_Reading text_:
Cannabis Use Disorder and Subsequent Risk of Psychotic and Nonpsychotic Unipolar Depression and Bipolar Disorder


Importance:

Cannabis use is increasing worldwide and is suspected to be associated with increased risk of psychiatric disorders; however, the association with affective disorders has been insufficiently studied.


Objective:

To examine whether cannabis use disorder (CUD) is associated with an increased risk of psychotic and nonpsychotic unipolar depression and bipolar disorder and to compare associations of CUD with psychotic and nonpsychotic subtypes of these diagnoses.


Design, setting, and participants:

This prospective, population-based cohort study using Danish nationwide registers included all individuals born in Denmark before December 31, 2005, who were alive, aged at least 16 years, and living in Denmark between January 1, 1995, and December 31, 2021.

_Data excerpt_:

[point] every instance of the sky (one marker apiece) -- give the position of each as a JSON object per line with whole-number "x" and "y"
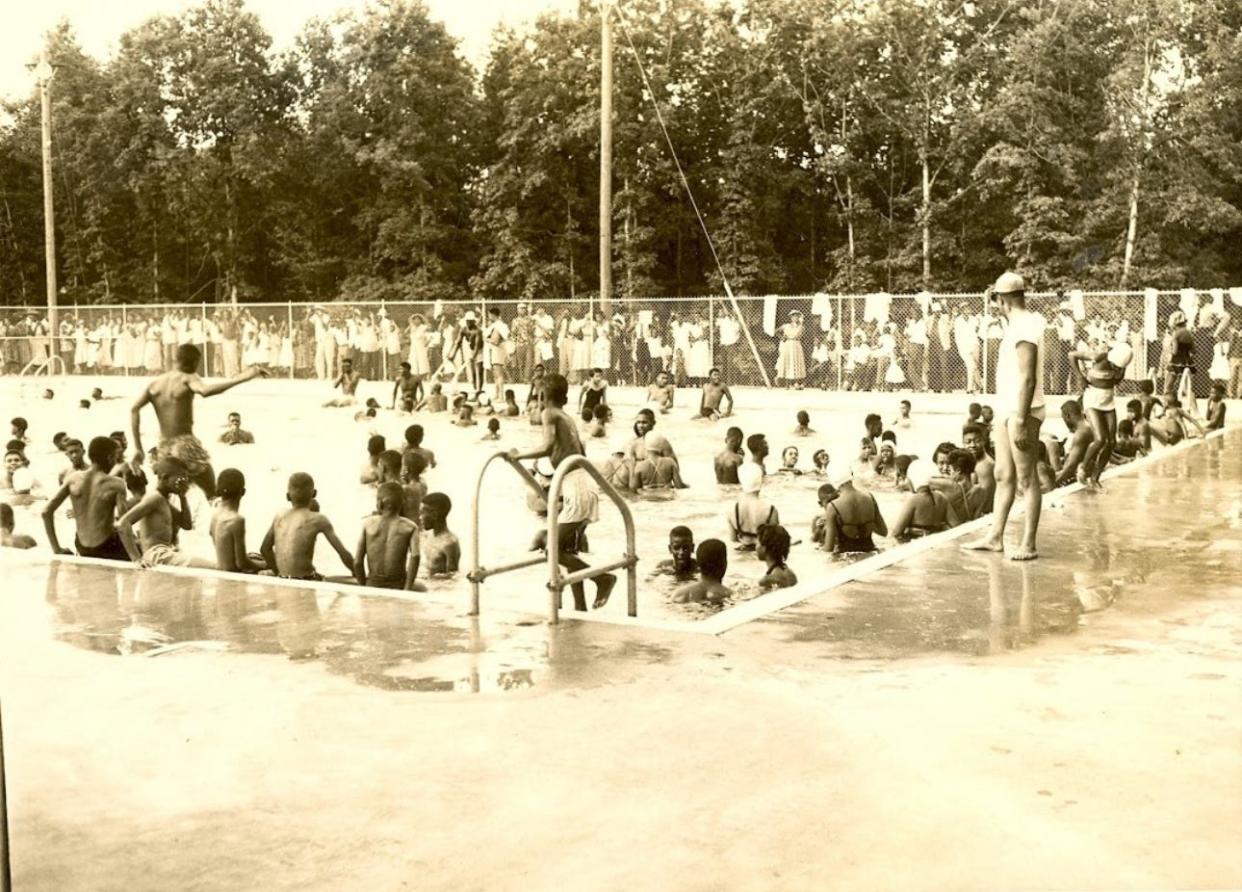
{"x": 101, "y": 22}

_Task set_:
[A] Per the study abstract, what is the minimum age for individuals included in the cohort?
[B] Retype the part of the study abstract that begins at the words "Design, setting, and" and stops after the words "December 31, 2021.".
[C] List every section label in the study abstract that ends with a colon.

_Answers for the exercise_:
[A] At least 16 years.

[B]
Design, setting, and participants:

This prospective, population-based cohort study using Danish nationwide registers included all individuals born in Denmark before December 31, 2005, who were alive, aged at least 16 years, and living in Denmark between January 1, 1995, and December 31, 2021.

[C]
Importance
Objective
Design, setting, and participants